» **Exercise brief**
The answer is a number and only a number: how many lines of the data include the string "denim"?

» **Exercise material**

------------------------------------

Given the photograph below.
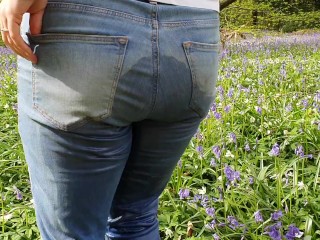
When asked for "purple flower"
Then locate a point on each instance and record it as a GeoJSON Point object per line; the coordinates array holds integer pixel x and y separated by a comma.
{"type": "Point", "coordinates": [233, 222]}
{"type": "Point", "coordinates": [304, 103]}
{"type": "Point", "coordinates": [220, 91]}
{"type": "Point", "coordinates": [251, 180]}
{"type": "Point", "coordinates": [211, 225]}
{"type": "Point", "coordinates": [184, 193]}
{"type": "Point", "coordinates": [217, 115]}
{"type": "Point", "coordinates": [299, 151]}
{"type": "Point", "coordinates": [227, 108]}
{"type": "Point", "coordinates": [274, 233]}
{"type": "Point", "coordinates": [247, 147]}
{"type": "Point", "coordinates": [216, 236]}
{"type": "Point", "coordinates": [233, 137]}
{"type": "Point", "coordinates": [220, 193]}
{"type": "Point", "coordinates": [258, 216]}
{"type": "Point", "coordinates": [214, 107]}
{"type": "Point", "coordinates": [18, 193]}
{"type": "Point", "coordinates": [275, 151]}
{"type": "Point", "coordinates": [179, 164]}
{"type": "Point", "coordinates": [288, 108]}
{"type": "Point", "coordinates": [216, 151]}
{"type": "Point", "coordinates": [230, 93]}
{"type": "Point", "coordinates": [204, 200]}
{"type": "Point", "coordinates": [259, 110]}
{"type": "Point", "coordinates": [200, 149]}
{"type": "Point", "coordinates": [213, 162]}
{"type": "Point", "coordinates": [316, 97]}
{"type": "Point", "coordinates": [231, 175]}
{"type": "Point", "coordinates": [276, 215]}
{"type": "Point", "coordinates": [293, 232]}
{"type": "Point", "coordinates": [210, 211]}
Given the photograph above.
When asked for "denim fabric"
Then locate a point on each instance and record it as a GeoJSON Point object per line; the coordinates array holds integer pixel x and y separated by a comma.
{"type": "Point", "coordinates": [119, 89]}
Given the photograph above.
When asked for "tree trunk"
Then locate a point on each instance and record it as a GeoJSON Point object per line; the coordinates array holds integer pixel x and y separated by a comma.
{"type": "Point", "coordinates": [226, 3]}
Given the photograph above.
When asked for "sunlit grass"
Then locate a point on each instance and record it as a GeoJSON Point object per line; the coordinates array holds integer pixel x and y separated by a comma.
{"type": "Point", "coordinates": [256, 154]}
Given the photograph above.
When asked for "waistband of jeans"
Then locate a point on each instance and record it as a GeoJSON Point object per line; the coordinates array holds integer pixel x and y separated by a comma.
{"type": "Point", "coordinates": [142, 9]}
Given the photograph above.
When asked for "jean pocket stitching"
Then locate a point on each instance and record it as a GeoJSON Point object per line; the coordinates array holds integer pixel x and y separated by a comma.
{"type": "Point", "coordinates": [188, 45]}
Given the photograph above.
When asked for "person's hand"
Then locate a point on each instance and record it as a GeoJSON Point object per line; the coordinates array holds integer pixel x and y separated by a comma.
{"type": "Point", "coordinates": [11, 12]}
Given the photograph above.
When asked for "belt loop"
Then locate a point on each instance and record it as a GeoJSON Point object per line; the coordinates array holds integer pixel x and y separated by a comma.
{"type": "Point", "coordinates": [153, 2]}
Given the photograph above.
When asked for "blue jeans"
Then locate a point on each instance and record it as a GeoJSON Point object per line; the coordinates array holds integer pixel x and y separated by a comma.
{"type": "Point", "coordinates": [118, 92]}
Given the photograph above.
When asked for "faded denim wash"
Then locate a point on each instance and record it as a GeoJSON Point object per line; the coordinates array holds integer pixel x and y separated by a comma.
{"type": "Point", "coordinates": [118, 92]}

------------------------------------

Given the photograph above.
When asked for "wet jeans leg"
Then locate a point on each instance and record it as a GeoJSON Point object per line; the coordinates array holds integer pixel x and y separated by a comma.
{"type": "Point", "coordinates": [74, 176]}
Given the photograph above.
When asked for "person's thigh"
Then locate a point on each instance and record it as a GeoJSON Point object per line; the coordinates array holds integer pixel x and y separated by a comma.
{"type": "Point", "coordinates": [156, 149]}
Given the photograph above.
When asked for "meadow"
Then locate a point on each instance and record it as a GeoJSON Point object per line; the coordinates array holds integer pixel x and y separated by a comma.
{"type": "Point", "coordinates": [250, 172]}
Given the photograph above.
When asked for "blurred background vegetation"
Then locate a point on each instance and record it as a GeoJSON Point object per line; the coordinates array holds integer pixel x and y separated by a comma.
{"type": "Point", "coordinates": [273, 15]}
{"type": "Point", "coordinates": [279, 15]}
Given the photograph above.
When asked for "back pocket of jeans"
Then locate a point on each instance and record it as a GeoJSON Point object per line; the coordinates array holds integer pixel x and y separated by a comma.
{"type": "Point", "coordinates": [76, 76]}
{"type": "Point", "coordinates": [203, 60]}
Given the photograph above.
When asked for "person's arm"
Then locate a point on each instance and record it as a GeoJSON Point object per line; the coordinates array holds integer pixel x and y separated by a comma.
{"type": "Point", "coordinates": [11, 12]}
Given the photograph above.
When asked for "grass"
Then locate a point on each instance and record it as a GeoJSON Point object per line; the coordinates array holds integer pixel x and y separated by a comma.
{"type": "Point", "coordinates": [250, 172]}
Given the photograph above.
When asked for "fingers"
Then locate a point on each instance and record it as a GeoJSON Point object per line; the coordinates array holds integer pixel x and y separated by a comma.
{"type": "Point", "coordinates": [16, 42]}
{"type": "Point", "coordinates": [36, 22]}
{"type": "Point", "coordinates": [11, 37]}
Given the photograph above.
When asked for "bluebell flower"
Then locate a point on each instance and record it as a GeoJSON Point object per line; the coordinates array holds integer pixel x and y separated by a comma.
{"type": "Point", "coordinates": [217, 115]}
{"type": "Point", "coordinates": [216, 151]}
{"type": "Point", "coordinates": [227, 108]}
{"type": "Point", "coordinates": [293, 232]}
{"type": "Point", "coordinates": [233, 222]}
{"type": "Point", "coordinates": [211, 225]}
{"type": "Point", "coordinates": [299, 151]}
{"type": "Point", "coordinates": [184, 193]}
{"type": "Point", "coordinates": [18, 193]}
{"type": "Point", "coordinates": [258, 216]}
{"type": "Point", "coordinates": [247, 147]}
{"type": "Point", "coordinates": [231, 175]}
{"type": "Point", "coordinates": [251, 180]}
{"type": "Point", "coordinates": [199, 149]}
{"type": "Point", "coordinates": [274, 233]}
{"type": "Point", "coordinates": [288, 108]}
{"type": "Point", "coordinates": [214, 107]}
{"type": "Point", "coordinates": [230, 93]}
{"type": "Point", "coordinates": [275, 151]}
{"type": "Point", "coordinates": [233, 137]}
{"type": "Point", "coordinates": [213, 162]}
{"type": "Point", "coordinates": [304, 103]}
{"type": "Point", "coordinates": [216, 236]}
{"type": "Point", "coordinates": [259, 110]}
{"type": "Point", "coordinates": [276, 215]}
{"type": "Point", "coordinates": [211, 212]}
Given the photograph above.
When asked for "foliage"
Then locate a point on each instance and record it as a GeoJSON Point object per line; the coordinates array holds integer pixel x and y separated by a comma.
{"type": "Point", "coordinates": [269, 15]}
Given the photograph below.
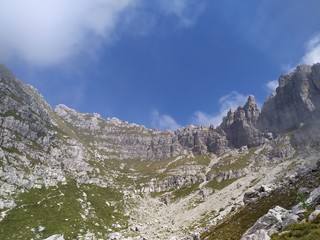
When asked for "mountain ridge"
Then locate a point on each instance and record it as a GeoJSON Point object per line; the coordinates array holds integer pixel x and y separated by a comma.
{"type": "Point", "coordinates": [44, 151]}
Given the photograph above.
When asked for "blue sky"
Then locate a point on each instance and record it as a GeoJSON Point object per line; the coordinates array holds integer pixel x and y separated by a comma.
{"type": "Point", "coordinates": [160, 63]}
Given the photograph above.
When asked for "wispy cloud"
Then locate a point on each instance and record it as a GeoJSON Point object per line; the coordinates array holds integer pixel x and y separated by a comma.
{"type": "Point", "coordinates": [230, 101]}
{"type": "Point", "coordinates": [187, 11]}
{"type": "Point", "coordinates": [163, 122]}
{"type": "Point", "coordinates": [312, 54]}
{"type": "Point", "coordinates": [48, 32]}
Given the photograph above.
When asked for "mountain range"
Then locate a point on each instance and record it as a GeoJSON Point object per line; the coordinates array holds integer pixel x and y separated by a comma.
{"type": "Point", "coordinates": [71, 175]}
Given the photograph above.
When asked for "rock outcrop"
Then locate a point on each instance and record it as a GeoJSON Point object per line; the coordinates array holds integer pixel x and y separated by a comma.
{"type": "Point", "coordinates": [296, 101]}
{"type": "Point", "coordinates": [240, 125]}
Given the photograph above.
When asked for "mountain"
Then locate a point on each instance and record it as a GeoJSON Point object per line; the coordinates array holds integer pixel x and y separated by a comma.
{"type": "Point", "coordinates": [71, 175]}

------------------------------------

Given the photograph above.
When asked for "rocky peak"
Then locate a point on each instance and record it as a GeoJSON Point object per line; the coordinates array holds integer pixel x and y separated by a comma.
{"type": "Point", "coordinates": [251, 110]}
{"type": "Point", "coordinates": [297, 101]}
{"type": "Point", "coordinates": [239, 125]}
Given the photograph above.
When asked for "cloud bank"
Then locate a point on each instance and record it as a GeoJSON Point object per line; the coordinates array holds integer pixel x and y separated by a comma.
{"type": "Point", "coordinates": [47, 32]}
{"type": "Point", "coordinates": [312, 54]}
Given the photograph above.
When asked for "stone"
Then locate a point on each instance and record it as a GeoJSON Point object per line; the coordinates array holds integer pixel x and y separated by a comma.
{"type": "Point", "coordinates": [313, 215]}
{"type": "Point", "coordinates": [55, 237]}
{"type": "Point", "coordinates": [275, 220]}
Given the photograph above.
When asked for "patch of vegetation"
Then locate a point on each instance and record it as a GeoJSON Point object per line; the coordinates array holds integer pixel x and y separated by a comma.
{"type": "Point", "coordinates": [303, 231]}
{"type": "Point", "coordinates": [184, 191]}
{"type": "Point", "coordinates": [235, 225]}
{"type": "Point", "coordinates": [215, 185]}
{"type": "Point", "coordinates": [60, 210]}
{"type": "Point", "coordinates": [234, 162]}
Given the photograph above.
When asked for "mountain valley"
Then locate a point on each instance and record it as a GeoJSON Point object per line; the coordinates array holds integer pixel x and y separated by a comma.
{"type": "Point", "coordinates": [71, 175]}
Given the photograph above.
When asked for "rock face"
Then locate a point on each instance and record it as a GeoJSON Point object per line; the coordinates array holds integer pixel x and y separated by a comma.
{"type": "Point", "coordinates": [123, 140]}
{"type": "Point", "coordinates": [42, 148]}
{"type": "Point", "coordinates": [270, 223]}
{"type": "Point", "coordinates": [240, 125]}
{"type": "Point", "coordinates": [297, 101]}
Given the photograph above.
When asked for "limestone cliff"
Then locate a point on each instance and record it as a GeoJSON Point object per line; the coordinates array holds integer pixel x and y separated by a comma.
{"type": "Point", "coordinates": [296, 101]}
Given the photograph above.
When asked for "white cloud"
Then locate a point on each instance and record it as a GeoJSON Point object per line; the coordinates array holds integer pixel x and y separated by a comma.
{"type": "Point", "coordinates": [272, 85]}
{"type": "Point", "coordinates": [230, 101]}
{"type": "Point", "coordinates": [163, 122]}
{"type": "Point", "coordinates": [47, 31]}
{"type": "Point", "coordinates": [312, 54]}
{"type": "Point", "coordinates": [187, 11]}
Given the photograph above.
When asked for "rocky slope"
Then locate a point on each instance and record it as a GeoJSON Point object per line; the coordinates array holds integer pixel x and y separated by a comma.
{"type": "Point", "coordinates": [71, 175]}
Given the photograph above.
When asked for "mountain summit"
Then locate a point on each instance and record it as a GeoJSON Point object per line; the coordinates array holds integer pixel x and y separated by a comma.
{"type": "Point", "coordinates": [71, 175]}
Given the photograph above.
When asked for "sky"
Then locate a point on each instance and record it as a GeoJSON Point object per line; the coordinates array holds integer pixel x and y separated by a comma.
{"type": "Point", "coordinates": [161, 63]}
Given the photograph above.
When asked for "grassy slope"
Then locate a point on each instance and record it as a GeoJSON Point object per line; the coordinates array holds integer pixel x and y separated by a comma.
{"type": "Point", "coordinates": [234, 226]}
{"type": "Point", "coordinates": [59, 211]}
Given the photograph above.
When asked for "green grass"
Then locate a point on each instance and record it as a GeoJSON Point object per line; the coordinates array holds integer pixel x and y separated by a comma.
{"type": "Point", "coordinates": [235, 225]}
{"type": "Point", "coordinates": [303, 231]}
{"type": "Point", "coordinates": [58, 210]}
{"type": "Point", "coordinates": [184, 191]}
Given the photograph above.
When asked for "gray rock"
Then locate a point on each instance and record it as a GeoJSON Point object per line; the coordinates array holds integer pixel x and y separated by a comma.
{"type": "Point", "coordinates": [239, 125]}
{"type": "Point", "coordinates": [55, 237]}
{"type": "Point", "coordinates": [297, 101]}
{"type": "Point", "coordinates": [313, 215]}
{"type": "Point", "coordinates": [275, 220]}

------------------------------------

» **Expected answer**
2